TO DO ▸
When you reach the line that contains "Query: woman's long black hair" below, transcribe it and each line after it word for word to the end of the records, omitting pictures.

Data excerpts
----------------------------------------
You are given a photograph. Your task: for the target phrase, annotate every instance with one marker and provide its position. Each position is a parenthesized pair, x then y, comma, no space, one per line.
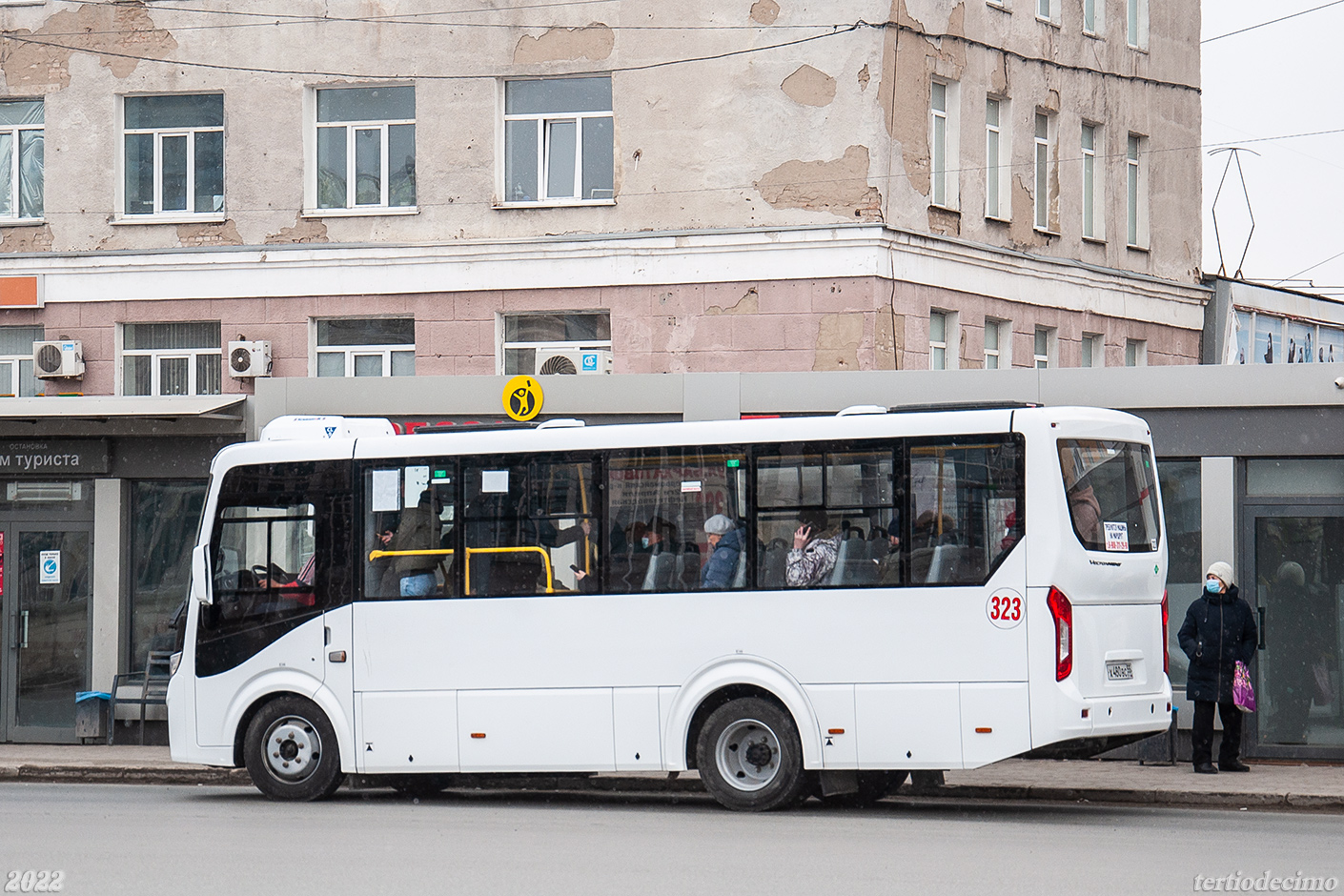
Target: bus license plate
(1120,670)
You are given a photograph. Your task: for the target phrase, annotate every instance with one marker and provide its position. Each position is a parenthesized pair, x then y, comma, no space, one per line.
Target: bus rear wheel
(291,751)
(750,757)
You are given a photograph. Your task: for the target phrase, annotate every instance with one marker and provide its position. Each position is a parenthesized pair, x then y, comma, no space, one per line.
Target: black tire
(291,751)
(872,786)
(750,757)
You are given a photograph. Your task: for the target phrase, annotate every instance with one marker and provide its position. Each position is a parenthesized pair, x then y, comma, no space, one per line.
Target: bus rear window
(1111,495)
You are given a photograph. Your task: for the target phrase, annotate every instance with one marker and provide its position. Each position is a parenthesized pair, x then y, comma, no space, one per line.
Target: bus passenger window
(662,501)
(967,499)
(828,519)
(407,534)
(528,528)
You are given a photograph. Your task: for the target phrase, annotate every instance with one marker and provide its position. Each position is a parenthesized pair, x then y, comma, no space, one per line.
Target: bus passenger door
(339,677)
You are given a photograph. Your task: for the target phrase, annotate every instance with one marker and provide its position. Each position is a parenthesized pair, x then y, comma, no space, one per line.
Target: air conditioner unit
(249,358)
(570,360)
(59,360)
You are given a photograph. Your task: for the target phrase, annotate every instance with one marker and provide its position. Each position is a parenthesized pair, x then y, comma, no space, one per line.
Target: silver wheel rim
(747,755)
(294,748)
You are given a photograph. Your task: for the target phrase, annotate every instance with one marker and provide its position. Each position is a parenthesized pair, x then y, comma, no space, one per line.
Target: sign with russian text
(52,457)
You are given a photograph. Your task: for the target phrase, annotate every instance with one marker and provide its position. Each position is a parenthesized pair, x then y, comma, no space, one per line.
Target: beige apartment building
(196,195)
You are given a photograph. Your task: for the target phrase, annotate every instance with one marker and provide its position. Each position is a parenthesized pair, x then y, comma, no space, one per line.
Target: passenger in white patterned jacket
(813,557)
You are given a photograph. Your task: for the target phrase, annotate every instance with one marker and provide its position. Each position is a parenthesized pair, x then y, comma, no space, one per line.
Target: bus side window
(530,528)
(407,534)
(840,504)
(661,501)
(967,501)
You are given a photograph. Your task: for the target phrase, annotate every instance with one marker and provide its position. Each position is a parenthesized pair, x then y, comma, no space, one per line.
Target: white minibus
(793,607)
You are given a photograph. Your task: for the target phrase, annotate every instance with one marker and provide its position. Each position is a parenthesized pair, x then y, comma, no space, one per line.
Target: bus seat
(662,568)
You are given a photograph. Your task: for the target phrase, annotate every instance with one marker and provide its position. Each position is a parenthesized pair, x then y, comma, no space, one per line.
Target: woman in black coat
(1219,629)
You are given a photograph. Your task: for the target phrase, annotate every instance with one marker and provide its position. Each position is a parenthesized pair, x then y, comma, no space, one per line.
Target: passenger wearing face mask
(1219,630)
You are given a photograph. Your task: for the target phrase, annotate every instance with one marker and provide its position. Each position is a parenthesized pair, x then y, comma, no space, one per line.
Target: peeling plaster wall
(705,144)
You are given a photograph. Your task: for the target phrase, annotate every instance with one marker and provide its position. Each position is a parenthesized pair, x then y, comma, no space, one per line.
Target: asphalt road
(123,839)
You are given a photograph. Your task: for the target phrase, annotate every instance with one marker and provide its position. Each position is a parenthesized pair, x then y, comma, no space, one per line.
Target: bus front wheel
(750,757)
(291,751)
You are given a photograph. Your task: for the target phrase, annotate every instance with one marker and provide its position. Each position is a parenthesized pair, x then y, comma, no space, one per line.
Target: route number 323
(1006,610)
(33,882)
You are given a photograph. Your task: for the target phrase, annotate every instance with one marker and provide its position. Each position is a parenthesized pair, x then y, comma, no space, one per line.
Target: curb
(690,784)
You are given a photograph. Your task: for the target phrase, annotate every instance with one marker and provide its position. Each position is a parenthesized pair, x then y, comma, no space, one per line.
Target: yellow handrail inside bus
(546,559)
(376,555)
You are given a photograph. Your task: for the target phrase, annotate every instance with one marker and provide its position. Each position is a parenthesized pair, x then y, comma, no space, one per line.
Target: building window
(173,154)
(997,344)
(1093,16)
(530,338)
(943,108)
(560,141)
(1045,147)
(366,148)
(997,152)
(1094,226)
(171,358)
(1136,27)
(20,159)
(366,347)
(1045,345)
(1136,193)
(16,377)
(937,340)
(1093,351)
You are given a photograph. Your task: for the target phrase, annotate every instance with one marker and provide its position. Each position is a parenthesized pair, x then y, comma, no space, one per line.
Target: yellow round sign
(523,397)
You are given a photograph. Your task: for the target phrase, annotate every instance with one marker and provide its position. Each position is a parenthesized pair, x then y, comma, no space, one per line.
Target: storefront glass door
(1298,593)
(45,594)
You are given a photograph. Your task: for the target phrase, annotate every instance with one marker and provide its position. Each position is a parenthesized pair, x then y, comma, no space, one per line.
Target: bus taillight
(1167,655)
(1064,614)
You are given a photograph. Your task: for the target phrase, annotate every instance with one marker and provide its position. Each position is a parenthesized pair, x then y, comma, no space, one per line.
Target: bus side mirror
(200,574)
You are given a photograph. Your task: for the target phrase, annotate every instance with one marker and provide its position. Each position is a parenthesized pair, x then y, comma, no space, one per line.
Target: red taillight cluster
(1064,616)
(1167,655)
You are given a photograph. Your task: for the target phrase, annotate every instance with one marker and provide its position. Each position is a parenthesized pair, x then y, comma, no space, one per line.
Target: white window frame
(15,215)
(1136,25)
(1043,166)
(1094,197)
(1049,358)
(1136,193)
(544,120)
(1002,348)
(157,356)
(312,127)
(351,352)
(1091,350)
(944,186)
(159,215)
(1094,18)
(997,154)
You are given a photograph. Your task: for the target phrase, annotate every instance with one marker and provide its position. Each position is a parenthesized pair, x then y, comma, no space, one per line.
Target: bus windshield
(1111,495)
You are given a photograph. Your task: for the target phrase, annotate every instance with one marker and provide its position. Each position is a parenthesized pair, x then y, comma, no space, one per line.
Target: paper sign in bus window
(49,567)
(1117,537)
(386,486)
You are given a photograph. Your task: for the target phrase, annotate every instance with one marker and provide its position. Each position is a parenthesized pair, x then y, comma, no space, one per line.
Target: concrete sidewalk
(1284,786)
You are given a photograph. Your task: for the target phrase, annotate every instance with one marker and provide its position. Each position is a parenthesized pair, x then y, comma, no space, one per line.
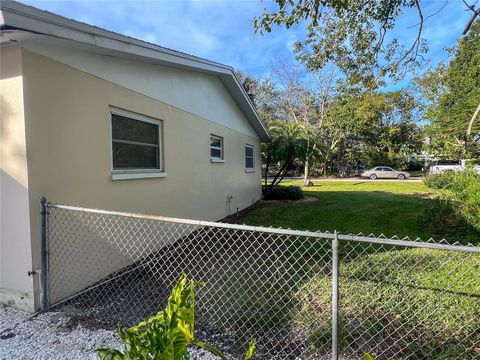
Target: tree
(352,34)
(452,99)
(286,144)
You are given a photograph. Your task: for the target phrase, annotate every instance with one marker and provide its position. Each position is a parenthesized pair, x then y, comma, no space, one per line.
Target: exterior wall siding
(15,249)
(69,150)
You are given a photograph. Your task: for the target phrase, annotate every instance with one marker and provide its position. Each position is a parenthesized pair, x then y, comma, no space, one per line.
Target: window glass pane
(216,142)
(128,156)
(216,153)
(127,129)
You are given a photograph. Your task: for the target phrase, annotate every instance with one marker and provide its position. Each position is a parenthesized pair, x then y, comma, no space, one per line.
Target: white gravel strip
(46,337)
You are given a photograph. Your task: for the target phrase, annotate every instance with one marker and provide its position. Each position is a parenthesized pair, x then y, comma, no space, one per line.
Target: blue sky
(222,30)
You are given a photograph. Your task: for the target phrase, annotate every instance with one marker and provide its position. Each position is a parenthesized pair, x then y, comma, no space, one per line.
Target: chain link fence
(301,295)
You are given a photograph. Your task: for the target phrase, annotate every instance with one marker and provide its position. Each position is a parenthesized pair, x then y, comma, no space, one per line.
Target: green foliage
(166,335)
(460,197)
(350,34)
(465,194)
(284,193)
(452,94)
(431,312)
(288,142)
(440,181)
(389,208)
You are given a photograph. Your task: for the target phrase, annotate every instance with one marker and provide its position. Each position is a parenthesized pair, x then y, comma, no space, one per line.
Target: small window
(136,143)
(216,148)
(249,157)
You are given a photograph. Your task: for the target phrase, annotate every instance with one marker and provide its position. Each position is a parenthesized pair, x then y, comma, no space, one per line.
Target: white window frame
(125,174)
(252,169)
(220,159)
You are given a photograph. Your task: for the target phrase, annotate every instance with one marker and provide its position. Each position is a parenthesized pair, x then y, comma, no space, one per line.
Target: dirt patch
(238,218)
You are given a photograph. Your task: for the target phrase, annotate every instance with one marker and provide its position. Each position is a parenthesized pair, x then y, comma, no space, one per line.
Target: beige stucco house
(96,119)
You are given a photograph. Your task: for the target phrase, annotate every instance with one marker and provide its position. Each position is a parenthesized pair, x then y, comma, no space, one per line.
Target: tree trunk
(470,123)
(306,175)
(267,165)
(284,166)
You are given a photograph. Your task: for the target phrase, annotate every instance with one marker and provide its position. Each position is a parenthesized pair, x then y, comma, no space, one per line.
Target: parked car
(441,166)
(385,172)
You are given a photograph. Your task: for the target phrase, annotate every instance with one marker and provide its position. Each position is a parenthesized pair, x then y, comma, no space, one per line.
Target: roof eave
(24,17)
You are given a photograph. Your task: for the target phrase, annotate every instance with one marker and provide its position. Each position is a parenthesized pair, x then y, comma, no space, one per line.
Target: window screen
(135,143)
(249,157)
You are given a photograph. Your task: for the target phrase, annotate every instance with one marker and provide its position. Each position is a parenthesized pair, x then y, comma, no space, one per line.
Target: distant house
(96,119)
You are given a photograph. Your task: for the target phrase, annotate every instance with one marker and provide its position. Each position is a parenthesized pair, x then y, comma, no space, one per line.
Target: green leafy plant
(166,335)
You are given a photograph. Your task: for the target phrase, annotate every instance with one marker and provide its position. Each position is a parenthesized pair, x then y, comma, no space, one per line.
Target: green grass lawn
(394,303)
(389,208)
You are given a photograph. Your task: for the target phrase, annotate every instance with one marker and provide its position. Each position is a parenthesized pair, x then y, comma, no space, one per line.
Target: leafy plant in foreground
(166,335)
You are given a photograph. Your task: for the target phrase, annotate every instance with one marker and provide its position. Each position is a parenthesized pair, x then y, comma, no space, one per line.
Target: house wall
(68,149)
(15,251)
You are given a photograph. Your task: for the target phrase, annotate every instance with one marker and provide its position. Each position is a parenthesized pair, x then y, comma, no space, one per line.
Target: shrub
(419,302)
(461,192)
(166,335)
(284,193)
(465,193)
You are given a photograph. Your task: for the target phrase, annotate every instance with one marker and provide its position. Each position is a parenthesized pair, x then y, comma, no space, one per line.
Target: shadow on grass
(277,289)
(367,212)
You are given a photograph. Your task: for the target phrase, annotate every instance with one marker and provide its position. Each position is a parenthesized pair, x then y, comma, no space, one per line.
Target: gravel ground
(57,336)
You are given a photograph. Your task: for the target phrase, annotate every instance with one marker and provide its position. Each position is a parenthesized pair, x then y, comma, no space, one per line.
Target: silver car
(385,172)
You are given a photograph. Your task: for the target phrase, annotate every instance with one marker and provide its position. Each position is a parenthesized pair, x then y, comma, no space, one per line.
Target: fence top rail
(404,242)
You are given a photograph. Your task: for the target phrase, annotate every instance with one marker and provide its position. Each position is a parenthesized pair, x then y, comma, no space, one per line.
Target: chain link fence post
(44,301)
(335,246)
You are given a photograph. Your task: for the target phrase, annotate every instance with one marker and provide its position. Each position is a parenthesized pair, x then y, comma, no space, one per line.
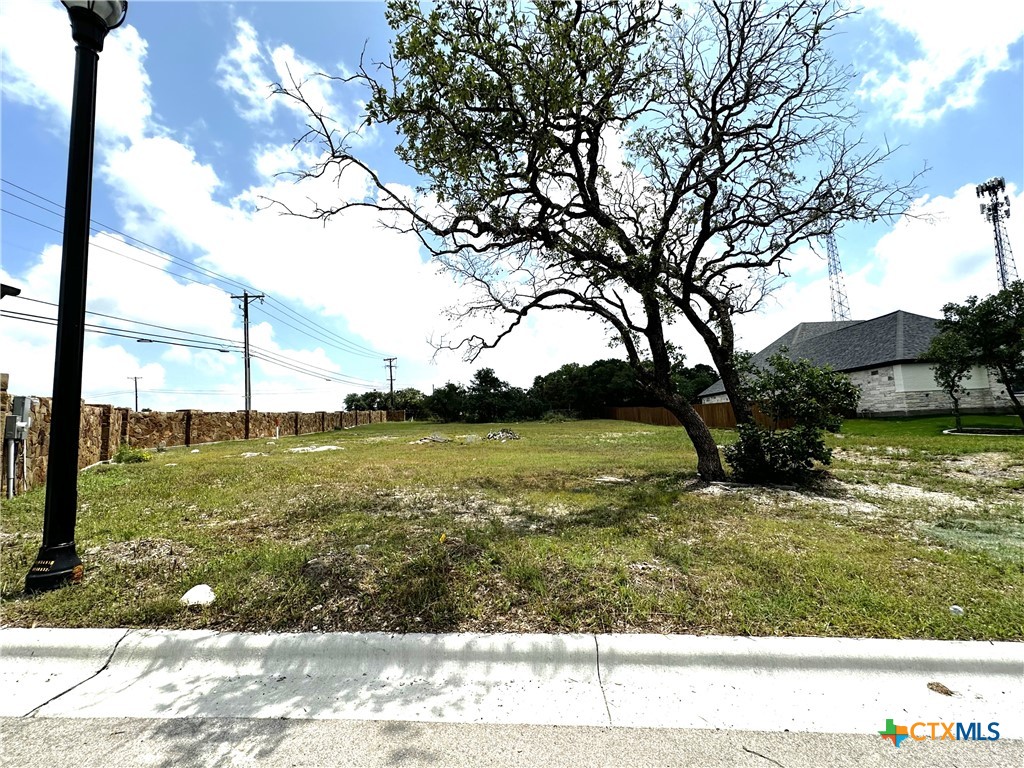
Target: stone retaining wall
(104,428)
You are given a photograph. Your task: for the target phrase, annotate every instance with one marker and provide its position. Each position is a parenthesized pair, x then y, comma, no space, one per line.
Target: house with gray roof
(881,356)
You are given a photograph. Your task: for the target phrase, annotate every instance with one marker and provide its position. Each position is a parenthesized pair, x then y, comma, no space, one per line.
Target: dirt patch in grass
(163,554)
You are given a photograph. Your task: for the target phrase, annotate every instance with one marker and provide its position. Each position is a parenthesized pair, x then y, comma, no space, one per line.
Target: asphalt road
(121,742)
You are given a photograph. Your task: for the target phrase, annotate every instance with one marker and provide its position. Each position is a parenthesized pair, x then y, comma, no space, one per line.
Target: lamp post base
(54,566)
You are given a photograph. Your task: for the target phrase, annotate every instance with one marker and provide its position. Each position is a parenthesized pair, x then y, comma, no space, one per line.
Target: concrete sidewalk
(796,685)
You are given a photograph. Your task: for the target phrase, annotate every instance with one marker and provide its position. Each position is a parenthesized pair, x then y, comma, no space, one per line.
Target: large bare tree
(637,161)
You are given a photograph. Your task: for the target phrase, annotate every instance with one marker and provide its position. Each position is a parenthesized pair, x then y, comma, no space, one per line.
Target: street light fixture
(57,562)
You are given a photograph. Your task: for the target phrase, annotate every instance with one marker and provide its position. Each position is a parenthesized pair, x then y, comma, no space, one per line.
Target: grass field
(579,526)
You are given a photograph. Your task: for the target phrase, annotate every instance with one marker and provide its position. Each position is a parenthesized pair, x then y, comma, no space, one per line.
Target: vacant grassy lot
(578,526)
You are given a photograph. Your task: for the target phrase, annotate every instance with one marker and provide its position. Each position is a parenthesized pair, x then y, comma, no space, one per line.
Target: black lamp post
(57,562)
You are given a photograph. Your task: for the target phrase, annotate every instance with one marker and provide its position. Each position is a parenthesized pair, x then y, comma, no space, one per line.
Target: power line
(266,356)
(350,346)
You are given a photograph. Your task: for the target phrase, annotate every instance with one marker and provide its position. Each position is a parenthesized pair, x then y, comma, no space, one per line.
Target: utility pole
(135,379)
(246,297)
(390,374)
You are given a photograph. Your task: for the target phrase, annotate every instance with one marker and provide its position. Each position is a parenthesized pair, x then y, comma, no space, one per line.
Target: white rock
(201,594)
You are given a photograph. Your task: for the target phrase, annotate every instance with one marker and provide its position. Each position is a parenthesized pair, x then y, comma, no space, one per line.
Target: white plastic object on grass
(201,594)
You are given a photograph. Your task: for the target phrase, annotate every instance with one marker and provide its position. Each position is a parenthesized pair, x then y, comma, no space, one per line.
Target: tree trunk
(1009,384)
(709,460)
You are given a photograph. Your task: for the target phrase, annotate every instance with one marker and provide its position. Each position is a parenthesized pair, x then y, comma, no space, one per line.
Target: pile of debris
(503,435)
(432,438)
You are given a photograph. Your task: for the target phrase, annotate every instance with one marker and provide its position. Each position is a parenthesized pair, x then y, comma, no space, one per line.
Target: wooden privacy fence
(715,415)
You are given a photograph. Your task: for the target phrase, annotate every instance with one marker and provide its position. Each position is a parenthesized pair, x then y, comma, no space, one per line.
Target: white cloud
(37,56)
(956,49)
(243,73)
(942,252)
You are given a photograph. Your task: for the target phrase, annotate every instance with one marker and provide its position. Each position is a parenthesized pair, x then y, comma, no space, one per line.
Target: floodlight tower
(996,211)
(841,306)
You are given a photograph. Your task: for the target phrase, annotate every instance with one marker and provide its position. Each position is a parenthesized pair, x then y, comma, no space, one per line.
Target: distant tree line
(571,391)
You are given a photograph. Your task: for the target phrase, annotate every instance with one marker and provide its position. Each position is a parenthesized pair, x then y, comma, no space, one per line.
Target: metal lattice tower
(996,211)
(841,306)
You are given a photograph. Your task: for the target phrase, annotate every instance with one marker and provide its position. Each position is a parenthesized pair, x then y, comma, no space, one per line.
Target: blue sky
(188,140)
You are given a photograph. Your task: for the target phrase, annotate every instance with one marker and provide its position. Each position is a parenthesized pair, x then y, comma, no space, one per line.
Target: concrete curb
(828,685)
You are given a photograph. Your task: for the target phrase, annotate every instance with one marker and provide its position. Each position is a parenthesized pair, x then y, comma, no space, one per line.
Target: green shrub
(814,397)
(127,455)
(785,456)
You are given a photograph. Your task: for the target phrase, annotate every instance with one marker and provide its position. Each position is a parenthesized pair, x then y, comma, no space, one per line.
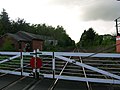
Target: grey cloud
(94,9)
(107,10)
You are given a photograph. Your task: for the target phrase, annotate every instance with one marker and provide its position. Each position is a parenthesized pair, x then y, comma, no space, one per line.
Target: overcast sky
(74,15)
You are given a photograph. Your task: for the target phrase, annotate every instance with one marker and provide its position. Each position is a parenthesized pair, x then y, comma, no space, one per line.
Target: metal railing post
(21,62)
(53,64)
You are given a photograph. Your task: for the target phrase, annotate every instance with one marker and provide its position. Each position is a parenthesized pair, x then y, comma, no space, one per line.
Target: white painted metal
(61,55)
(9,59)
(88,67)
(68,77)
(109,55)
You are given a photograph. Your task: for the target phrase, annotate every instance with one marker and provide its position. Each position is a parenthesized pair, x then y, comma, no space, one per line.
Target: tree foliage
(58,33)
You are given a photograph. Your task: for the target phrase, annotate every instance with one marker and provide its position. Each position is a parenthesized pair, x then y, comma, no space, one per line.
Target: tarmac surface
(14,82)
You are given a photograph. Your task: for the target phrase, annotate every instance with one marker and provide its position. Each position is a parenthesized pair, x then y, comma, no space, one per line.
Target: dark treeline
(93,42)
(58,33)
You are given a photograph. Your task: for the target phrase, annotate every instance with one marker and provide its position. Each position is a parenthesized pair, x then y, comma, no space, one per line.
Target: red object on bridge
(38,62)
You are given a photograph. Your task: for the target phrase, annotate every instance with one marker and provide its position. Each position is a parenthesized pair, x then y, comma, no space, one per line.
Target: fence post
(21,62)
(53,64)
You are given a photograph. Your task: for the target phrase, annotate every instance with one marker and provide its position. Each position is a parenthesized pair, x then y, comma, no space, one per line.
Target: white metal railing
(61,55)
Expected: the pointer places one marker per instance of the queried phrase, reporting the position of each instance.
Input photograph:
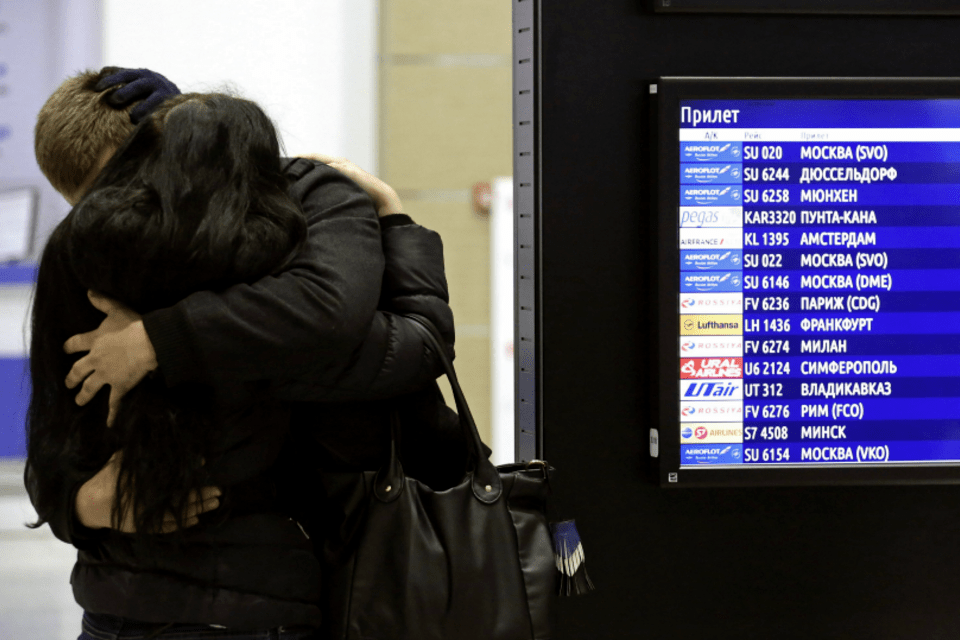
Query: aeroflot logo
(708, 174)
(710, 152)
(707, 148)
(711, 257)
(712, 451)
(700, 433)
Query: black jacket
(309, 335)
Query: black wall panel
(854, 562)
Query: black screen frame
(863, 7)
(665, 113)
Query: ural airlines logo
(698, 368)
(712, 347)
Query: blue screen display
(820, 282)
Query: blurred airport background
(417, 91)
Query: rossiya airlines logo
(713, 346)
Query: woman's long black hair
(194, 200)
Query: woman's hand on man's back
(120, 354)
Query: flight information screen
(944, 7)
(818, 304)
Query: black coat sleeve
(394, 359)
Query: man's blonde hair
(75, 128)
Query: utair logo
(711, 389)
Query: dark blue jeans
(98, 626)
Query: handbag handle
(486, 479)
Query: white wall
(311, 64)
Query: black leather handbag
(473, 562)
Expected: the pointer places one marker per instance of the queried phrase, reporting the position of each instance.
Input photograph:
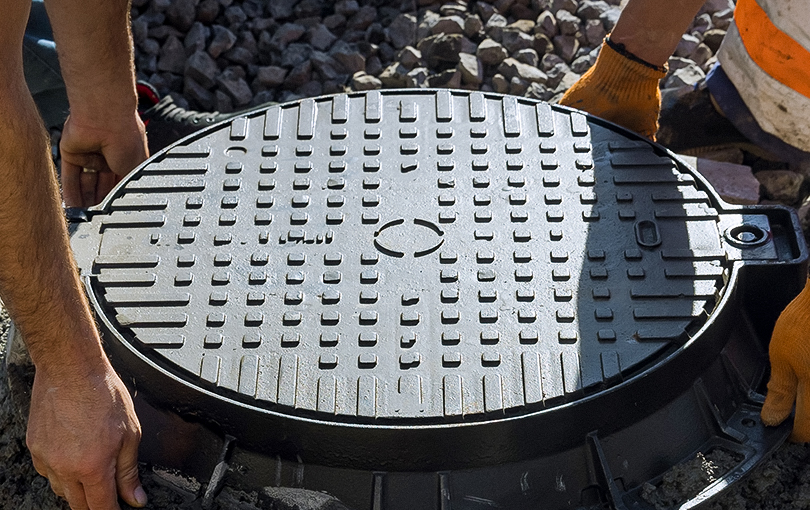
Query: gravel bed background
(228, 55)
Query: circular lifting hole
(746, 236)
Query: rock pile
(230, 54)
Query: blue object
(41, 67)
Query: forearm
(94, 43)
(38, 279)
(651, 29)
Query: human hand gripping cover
----------------------------------------
FINAL ANSWER ▸
Query: woman's long black hair
(194, 200)
Query: woman's hand on man's back
(120, 354)
Query: flight information screen
(944, 7)
(818, 304)
Query: black coat sleeve
(394, 359)
Query: man's blonde hair
(75, 128)
Query: utair logo
(711, 389)
Query: dark blue jeans
(98, 626)
Query: handbag handle
(486, 479)
Query: white wall
(311, 64)
Query: black leather handbag
(473, 562)
Expected: the pointer places one marker per instance of the queried phrase, reporting the position of each instance.
Input photograph:
Query: gravel bed background
(228, 55)
Query: circular lifting hole
(746, 236)
Query: rock pile
(230, 54)
Query: blue object
(41, 67)
Query: forearm
(94, 43)
(38, 279)
(651, 29)
Query: human hand gripping cover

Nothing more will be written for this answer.